■ Exercise directions:
An exact copy of every entry is needed here; the images stay out.

Items listed in a dataset:
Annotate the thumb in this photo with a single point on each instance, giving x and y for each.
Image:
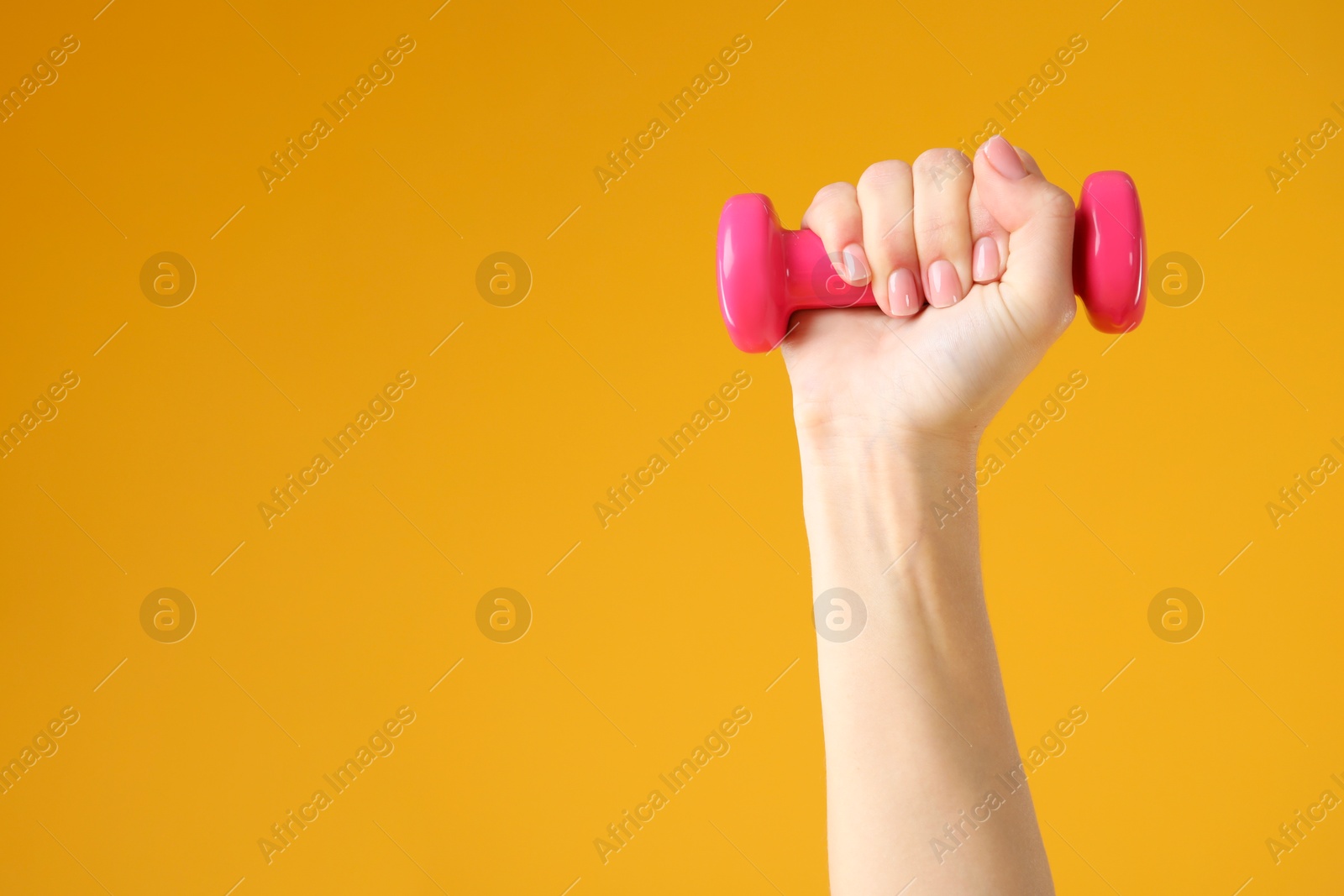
(1038, 285)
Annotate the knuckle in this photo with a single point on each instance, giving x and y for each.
(833, 195)
(893, 172)
(940, 160)
(1057, 203)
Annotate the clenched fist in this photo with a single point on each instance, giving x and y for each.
(971, 265)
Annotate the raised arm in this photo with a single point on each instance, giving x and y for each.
(971, 265)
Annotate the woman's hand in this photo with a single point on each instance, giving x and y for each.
(972, 268)
(971, 265)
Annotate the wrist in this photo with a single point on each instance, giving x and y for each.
(885, 493)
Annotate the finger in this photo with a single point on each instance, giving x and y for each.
(835, 217)
(1039, 221)
(942, 224)
(990, 242)
(886, 202)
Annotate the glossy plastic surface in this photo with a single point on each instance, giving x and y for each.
(1109, 251)
(766, 273)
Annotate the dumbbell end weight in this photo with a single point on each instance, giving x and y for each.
(766, 271)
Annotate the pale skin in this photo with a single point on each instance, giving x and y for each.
(971, 266)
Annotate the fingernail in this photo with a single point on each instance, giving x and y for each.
(944, 284)
(1005, 159)
(985, 261)
(902, 291)
(853, 266)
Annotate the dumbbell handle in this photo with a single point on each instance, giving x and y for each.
(766, 271)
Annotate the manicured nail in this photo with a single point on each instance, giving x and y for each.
(985, 261)
(1005, 159)
(944, 284)
(902, 291)
(853, 265)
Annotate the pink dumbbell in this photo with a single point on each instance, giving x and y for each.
(766, 273)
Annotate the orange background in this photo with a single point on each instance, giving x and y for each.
(694, 600)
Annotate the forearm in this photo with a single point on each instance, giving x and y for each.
(916, 720)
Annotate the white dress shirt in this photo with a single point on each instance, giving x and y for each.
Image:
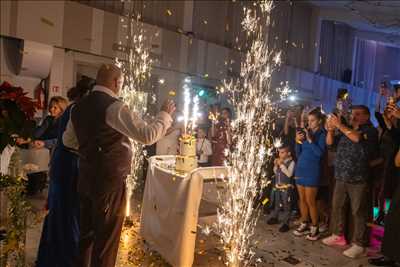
(204, 149)
(121, 119)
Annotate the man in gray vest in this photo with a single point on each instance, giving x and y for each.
(100, 128)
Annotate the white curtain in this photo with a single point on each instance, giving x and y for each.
(374, 63)
(364, 65)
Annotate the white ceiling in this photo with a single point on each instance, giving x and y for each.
(377, 16)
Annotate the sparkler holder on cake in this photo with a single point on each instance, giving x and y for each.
(186, 161)
(135, 61)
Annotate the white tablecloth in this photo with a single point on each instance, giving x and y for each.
(170, 208)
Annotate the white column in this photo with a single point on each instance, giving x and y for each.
(187, 27)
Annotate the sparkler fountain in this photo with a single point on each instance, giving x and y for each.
(136, 66)
(255, 103)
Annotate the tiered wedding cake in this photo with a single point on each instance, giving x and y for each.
(186, 161)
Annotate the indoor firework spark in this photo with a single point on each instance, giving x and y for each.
(256, 106)
(136, 66)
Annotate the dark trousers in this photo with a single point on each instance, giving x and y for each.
(391, 236)
(101, 220)
(281, 197)
(357, 195)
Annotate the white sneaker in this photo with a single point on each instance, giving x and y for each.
(303, 229)
(335, 240)
(354, 251)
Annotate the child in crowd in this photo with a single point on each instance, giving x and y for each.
(203, 148)
(281, 193)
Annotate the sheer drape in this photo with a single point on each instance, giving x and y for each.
(336, 49)
(374, 63)
(364, 71)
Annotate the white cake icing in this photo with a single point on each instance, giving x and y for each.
(186, 161)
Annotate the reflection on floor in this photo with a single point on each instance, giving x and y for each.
(273, 248)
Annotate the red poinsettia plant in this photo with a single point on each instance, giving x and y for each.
(16, 114)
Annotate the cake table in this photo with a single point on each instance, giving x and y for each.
(170, 207)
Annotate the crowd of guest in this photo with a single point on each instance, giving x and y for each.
(343, 165)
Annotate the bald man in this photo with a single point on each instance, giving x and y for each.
(100, 128)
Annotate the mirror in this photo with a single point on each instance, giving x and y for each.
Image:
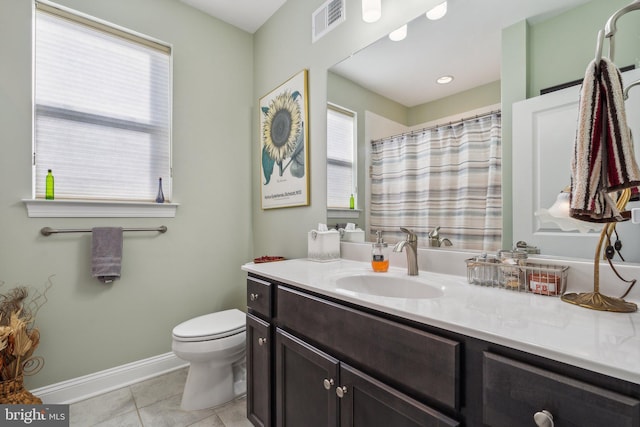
(400, 88)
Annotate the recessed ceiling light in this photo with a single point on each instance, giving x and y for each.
(437, 12)
(399, 34)
(444, 80)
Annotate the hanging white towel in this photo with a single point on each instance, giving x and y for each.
(106, 253)
(603, 162)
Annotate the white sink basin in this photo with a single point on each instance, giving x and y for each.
(387, 286)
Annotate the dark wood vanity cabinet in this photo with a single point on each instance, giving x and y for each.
(331, 363)
(259, 352)
(513, 391)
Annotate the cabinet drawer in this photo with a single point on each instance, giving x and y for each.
(405, 357)
(513, 391)
(259, 297)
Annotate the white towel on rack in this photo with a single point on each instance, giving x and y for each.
(601, 165)
(106, 253)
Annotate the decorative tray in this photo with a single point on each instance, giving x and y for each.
(267, 258)
(543, 279)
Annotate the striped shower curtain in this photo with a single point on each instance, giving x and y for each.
(447, 176)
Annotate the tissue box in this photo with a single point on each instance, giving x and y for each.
(323, 245)
(356, 235)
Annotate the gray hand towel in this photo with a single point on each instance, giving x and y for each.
(106, 253)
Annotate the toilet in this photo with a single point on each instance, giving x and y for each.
(214, 345)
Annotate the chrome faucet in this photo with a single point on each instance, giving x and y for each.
(411, 242)
(436, 241)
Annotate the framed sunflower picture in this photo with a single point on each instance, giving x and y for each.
(284, 149)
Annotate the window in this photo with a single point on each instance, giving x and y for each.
(102, 113)
(341, 155)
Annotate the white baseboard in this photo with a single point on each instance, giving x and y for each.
(91, 385)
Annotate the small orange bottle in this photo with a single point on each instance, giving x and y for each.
(379, 257)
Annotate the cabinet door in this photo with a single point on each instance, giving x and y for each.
(305, 384)
(259, 377)
(367, 402)
(514, 391)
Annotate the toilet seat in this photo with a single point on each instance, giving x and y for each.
(211, 326)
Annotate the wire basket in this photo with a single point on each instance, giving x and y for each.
(543, 279)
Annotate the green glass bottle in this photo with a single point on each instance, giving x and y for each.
(48, 191)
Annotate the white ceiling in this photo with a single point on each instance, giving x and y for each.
(466, 43)
(248, 15)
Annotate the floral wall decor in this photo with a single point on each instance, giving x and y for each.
(284, 150)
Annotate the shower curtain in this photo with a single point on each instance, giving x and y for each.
(447, 176)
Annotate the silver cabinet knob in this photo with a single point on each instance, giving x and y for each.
(543, 418)
(341, 391)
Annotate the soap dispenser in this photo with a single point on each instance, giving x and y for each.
(379, 254)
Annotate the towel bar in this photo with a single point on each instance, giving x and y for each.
(47, 231)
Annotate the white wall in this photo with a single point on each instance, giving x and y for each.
(192, 269)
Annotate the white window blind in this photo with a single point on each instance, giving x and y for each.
(102, 115)
(340, 157)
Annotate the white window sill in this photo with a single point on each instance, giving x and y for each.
(39, 208)
(343, 213)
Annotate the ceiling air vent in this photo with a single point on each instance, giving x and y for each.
(326, 18)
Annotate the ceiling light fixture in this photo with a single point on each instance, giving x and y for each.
(399, 34)
(371, 10)
(437, 12)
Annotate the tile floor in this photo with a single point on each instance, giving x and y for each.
(154, 403)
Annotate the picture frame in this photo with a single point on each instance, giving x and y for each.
(284, 144)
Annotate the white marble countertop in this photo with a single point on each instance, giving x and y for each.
(608, 343)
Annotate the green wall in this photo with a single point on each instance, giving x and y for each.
(283, 47)
(192, 269)
(534, 56)
(468, 100)
(543, 54)
(220, 72)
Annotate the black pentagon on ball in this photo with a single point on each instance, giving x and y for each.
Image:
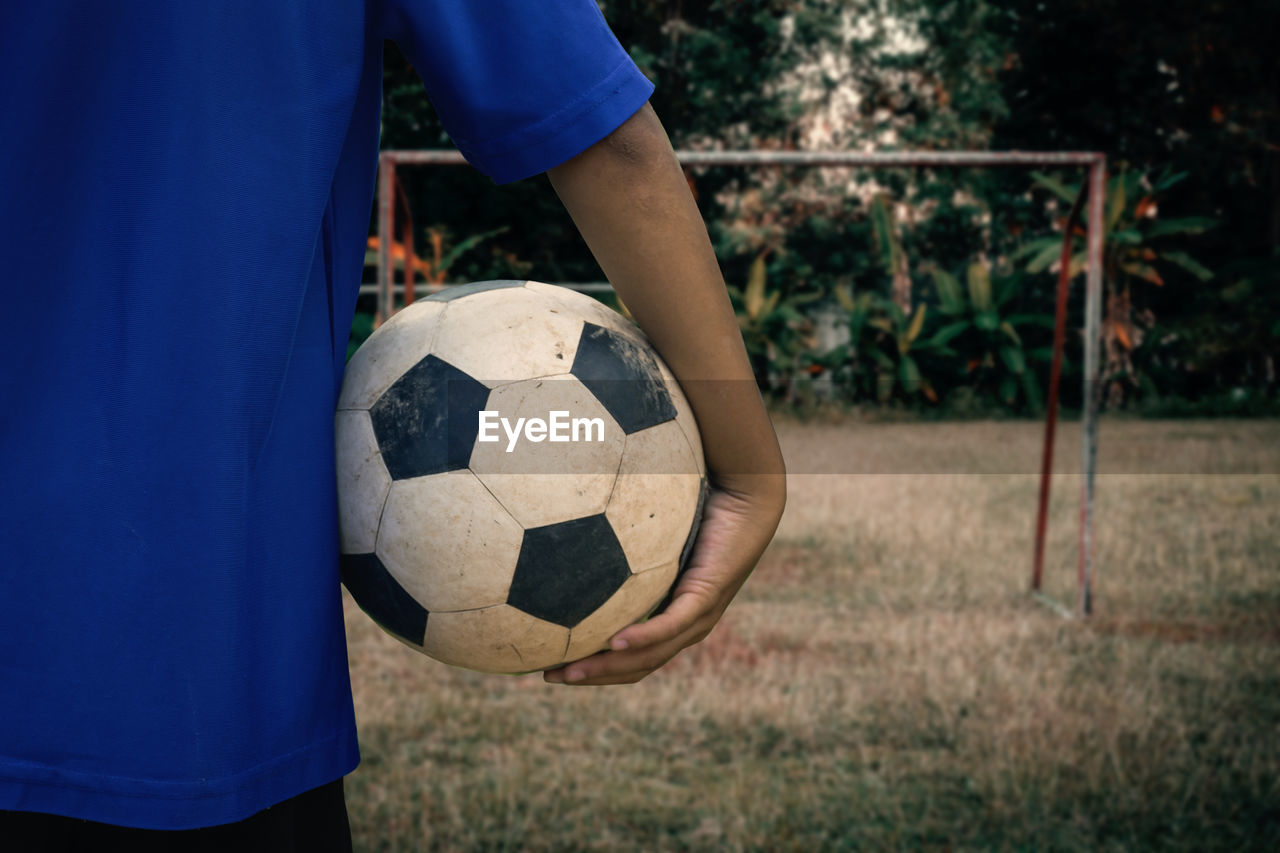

■ Output for this task:
Annotate the thumb in this photo with a single point on each instance, giving x and y for each.
Image:
(1038, 285)
Annotate the knuckle in this photo with a single point on each instance, giving x and y for each.
(833, 195)
(893, 172)
(940, 160)
(1057, 203)
Annotate the clenched fist in this photo with a single point on each instance, giving x and y for each.
(971, 265)
Annotate the raised arm in this photo with a single point on each instance, giving x and y for each.
(971, 265)
Annotate the woman's hand in this photo with a single point on each instance, giving x and y for each.
(972, 268)
(971, 265)
Annotate the wrist in this photo with a single point on each instance, giving x and y for each.
(885, 493)
Annotate the finger in this photo with a single point on each instance, giving x and y for each.
(835, 217)
(1039, 221)
(942, 224)
(990, 242)
(886, 202)
Annotate the glossy plastic surface in this photo with a single point on each instance, giving x and y for each.
(1109, 251)
(766, 273)
Annotate the dumbbell end weight in this photo with a single point on each instance, giving x and y for each.
(766, 271)
Annotate the pale skin in this photo with a single point on each instance, giving x and y for each.
(971, 266)
Annotate the fingernail in this photo with a single point on each instance, giving x and y for each.
(944, 284)
(1005, 159)
(985, 261)
(902, 291)
(853, 266)
Annotate the dumbbell handle in this photo with a single point on each instance, giving x and y for each.
(766, 271)
Annotate the manicured nail in this photo with a single point on each instance, giving x and y for each.
(985, 261)
(1005, 159)
(944, 284)
(902, 291)
(853, 265)
Annotate the pink dumbbell in this photo with a single point on each instance, giving x and y for each.
(766, 273)
Annotate the orange background in this photo with a single point on each instance, giving x and y for each.
(694, 600)
Annotate the forearm in this photo with a single point on each instance, giving x and y for each.
(916, 720)
Annotate the white dress shirt in this photo with a single point on each instance, giving x and y for each.
Image:
(204, 149)
(121, 119)
Annotate the man in gray vest in this photo with a single point on each instance, giving x and y for each.
(100, 128)
Annotate the white curtain in this photo with a single point on each instance, giving x and y for each.
(374, 63)
(364, 65)
Annotate the white ceiling in this photo with a single point on each instance, giving x and y for each.
(377, 16)
Annotate the sparkler holder on cake in this photo with a single point on each instance, giving x and y for each.
(186, 161)
(135, 61)
Annotate the white tablecloth in this photo with a single point on each instance, giving x and y for each.
(170, 208)
Annotate the white column in this photo with a single point on each instance, giving x and y for each.
(187, 27)
Annotate the sparkler fountain in this photo with a single point on each instance, giving x and y for each.
(136, 66)
(255, 103)
Annotate the tiered wedding cake in this photo with a single point on each instance, giving x and y for each.
(186, 161)
Annotate the indoor firework spark in this photo with a single point on each instance, giving x and y for each.
(256, 106)
(136, 66)
Annotate the dark trousers in this photo with a single point on each instance, giving x and y for each.
(391, 236)
(101, 220)
(281, 197)
(357, 195)
Annotate the white sneaker in this photo with a single point on each instance, giving x and y for each.
(303, 229)
(335, 240)
(354, 251)
Annotate the child in crowd in this photo with a single point on each instance, giving x and y for each.
(203, 148)
(281, 193)
Annotate the sheer drape in this photo with a single point on each instance, giving x and y for each.
(336, 49)
(374, 63)
(364, 71)
Annotate the white cake icing in this photo with a single point on each instance, giving x and y for each.
(186, 161)
Annotate the reflection on floor in this photo with a single point on each instance, giving x and y for each.
(273, 248)
Annotate the red poinsettia plant in this photo with a single point on each instance, giving x and y for each.
(16, 114)
Annotate the cake table in this photo with a single point on each instance, giving x and y for each.
(170, 207)
Annotate the crowd of guest in this photo with a single point on each instance, giving x and y for each.
(343, 165)
Annotate the bald man in this photo with a single point on each instance, giving x and y for each.
(100, 128)
Annotate the mirror in this photo with a single point on each instance, giving x and y for each.
Image:
(400, 88)
Annotate the recessed ceiling light in this photo with a single point on each instance, giving x and y for each.
(437, 12)
(399, 34)
(444, 80)
Annotate the hanging white towel in this photo with a single point on each instance, giving x and y for each.
(106, 253)
(603, 162)
Annotate the white sink basin in this photo with a single point on each instance, giving x and y for each.
(387, 286)
Annotate the dark wood vanity cabinet in this photo with a single point on each instance, giving x and y for each.
(331, 363)
(259, 352)
(513, 391)
Annotate the cabinet drawer in this photo with a single point on each instance, giving x and y for each.
(405, 357)
(513, 391)
(259, 297)
Annotate the white towel on rack in this photo with a single point on each instance, giving x and y for each.
(601, 165)
(106, 253)
Annotate the decorative tray in this photo with a single point on each instance, giving x and y for each.
(267, 258)
(543, 279)
Annotate the striped shower curtain in this photo with a single point on each instance, giving x and y for each.
(447, 176)
Annotate the tissue box in this photo with a single point on each instance, giving x and y for each.
(323, 245)
(356, 235)
Annotate the gray hand towel in this photo with a single point on each instance, giving x and y for each.
(106, 253)
Annotate the toilet in this photo with a single point on each instance, giving x and y for each.
(214, 345)
Annotate the chrome faucet in this photo with a single point on each instance, giving x and y for each.
(411, 242)
(436, 241)
Annotate the framed sunflower picture in this photo with a single point on each instance, giving x and y for each.
(284, 149)
Annotate the window in this photo with a single point on each instance, giving x and y for each.
(102, 113)
(341, 155)
Annotate the white baseboard in this photo with a single point on each instance, giving x and y for each.
(91, 385)
Annotate the small orange bottle in this photo with a single point on each instance, giving x and y for each.
(379, 257)
Annotate the cabinet door in this photo with a single point on each instance, giving x and y for each.
(305, 384)
(259, 377)
(367, 402)
(514, 391)
Annotate the toilet seat in this photo with a single point on each instance, giving x and y for each.
(211, 326)
Annotate the wire basket in this photo with a single point on each instance, giving x and y for each.
(543, 279)
Annotate the green glass bottle in this photo with a single point on each instance, giving x and y for each.
(48, 191)
Annotate the white ceiling in this photo with a single point on each instance, giving x and y for each.
(466, 43)
(248, 15)
Annotate the floral wall decor in this photo with a single point on each instance, giving x and y for each.
(284, 150)
Annotate the shower curtain in this photo with a single point on each instance, giving x and y for each.
(447, 176)
Annotate the silver cabinet knob in this photo with a single point on each instance, giving x and y for each.
(543, 418)
(341, 391)
Annotate the soap dispenser in this photo with a single point on each instance, giving x and y for each.
(379, 254)
Annotate the towel bar in this photo with a single point on each instance, giving x and y for each.
(47, 231)
Annotate the white wall in this photo with a single point on each instance, giving x and y for each.
(192, 269)
Annotate the white window blind in this photo with a single point on each instance, giving x and y for each.
(102, 115)
(340, 157)
Annotate the white window sill in this photo with a single point on each instance, giving x and y for each.
(39, 208)
(343, 213)
Annotate the ceiling air vent in this photo with a single point on each instance, giving x and y for each.
(326, 18)
Annotate the ceiling light fixture in this photo with a single point on each instance, giving x and y for each.
(399, 34)
(371, 10)
(437, 12)
Annotate the tile floor in this photo with a single point on each instance, giving x and y for each.
(154, 403)
Annotate the picture frame in this photo with a single point on each instance, giving x and y for each.
(284, 144)
Annotate the white marble countertop in this photo with a single point on each instance, giving x and y for each.
(608, 343)
Annotate the green wall in this photo with a single point on each instance, giving x and y for each.
(283, 47)
(192, 269)
(534, 56)
(468, 100)
(543, 54)
(220, 72)
Annotate the black pentagon on ball in this photo with a single point on each instance, giving x and y for each.
Image:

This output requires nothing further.